Direction. Update the rows from the line with "the white sneaker" up to and including the line with "pixel 434 357", replacing "Note to the class" with "Message to the class" and keeping everything else the same. Give only those lines.

Task input.
════════

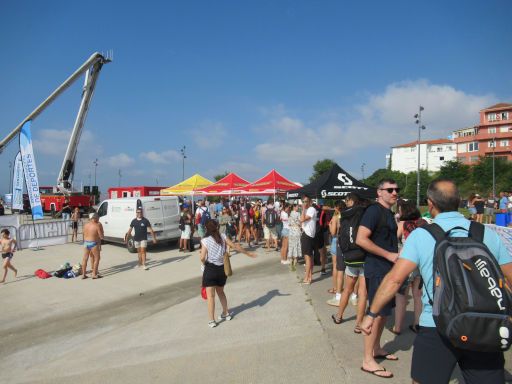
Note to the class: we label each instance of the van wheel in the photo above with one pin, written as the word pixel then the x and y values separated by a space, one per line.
pixel 131 246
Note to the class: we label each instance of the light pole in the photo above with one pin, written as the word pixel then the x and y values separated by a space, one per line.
pixel 420 127
pixel 184 157
pixel 493 169
pixel 95 162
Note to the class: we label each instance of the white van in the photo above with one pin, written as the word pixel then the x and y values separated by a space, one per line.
pixel 163 213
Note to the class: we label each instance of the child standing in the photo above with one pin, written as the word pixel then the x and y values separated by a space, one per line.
pixel 8 246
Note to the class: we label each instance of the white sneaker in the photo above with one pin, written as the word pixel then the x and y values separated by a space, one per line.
pixel 225 317
pixel 333 302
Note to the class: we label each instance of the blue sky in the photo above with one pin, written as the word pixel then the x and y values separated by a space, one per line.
pixel 247 86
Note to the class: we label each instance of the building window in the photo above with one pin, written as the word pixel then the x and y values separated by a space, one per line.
pixel 473 147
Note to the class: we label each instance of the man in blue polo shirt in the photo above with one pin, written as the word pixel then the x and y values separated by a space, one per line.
pixel 434 357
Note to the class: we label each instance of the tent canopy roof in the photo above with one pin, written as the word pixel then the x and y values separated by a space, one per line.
pixel 188 186
pixel 335 183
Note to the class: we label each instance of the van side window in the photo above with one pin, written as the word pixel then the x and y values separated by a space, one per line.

════════

Solution for this task.
Message to the class: we label each instance of the white sneaker in the photo above with one pin, written as the word pixel then the x and y values separated by a space, one per line.
pixel 225 317
pixel 333 302
Message to the class: we label each instance of the blue sky in the photo above with one pin, written as the word pixel then the x and y values separated by a space, one per line.
pixel 247 86
Message to the class: we label each instance of the building window in the photo above with one pin, written as the word pixel then the x and y values separated by a space, one per line.
pixel 473 147
Message to the class: we label each instance of the man in blue polo shirt in the photo above with one pin, written as the word pixel then the x and y values separated by a space, one per line.
pixel 434 357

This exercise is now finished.